*CHALLENGE:* Quote every line as given.

* start RECORDED INFORMATION *

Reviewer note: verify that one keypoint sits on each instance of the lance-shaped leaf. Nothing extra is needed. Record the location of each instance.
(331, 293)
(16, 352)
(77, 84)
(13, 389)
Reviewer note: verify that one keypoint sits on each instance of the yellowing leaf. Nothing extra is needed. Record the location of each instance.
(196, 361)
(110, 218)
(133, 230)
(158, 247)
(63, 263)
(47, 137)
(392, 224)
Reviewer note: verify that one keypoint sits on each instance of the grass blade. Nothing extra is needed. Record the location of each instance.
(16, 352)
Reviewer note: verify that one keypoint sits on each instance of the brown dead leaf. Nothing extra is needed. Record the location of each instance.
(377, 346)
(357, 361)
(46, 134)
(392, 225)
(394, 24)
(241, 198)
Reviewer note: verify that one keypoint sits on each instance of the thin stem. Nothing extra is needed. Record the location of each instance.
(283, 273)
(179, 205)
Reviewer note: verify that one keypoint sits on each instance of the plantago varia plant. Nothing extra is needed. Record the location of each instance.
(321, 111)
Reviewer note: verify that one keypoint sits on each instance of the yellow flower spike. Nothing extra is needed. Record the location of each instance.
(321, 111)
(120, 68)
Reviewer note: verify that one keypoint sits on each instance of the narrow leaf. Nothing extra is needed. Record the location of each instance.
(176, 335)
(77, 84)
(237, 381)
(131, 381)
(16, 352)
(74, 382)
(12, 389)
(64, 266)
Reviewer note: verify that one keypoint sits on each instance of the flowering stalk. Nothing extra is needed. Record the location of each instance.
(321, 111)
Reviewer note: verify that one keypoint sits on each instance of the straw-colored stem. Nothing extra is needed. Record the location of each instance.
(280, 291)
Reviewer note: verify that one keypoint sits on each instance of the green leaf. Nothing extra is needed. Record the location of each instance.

* end RECORDED INFORMATION *

*WRITTEN RESPONSE:*
Reviewer note: verify that one keypoint sits on each instance of the lance-shaped leaf. Nothing extra is needed. Record the location of each instance.
(331, 293)
(16, 352)
(77, 84)
(13, 389)
Reviewer note: verify that one keypoint sits on each instance of the yellowing leaf. Nothing extra is needed. Record the location of each instance.
(196, 361)
(110, 218)
(133, 230)
(158, 247)
(63, 263)
(47, 137)
(392, 224)
Reviewer note: verify that one keypoint sits on each instance of the grass blade. Nothing extra is needed. Record the location of each instance.
(16, 352)
Reviewer note: verify that one keypoint sits on each instance of the brown dead leaf. Nothing extra is needed. Record the location of each instance.
(377, 346)
(357, 361)
(46, 134)
(392, 225)
(394, 24)
(241, 198)
Reviewer note: verify that one keypoint sits on each instance of the thin stem. Nothing extra is needed. Record the location of each instance.
(283, 273)
(179, 205)
Reviewer note: verify that one keypoint sits on each instance of the plantago varia plant. Nothing extra is needed. Record the location of each instance.
(321, 111)
Reviewer note: verify that one keypoint sits on each instance of the yellow flower spike. Nothing extra is needed. Record the location of each instance.
(321, 111)
(120, 68)
Reviewer note: verify that one keypoint sits on each instance of the narrow leaf. Nothing extra is needed. Record the location of each instance.
(176, 335)
(77, 84)
(237, 381)
(131, 381)
(16, 352)
(74, 382)
(12, 389)
(64, 266)
Reviewer note: verify that one keypoint sits on each instance of the flowering stalk. Nothing extra is needed. Record the location of each instance.
(321, 111)
Reviewer note: verify that one keypoint sits on each instance of the straw-colored stem. Nothing extra is needed. Record the location of each instance.
(280, 291)
Reviewer note: verify that one keypoint sits on each instance of the green leaf. Nothing extra is needed. Record the location of each instance.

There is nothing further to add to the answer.